DO THIS => Output each line of the data below as a numbered list, dropping blank lines. Omit the pictures from the list.

---------- MATERIAL FOR THIS TASK

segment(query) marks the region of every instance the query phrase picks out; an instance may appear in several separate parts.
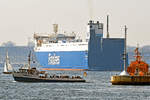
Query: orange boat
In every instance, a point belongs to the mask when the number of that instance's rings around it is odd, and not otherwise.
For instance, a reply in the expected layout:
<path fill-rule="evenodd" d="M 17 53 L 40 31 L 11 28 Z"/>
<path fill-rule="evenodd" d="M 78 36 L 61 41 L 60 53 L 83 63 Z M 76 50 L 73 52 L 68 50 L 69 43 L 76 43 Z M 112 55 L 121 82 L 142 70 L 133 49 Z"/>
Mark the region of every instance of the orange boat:
<path fill-rule="evenodd" d="M 127 67 L 127 74 L 111 77 L 113 85 L 150 85 L 148 64 L 141 59 L 139 48 L 135 49 L 135 61 Z M 124 72 L 126 72 L 124 70 Z"/>
<path fill-rule="evenodd" d="M 137 47 L 135 49 L 135 61 L 132 61 L 129 67 L 127 68 L 127 72 L 129 75 L 134 76 L 134 75 L 146 75 L 148 73 L 148 64 L 144 61 L 142 61 L 142 57 L 139 52 L 139 48 Z"/>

--------------------

ANSWER FOR THE TASK =>
1. segment(query) marks the region of every instance the query phrase picks out; an instance may appear in several separate parts.
2. Query: orange boat
3. In every instance, a point belongs to the mask when the number of that instance's rings around it is odd, and not otherwise.
4. For instance, a reply in the expected layout:
5. <path fill-rule="evenodd" d="M 17 53 L 40 31 L 11 28 Z"/>
6. <path fill-rule="evenodd" d="M 78 36 L 61 41 L 60 53 L 83 63 Z M 76 50 L 73 52 L 68 50 L 69 43 L 76 43 Z M 112 55 L 121 82 L 142 70 L 133 49 Z"/>
7. Mark the region of every instance of the orange boat:
8. <path fill-rule="evenodd" d="M 127 67 L 127 74 L 111 77 L 113 85 L 150 85 L 148 64 L 141 59 L 139 48 L 135 49 L 135 61 Z M 124 72 L 126 72 L 124 70 Z"/>
9. <path fill-rule="evenodd" d="M 137 47 L 135 49 L 135 61 L 132 61 L 129 67 L 127 68 L 127 72 L 129 75 L 134 76 L 134 75 L 146 75 L 148 73 L 148 64 L 144 61 L 142 61 L 142 57 L 139 52 L 139 48 Z"/>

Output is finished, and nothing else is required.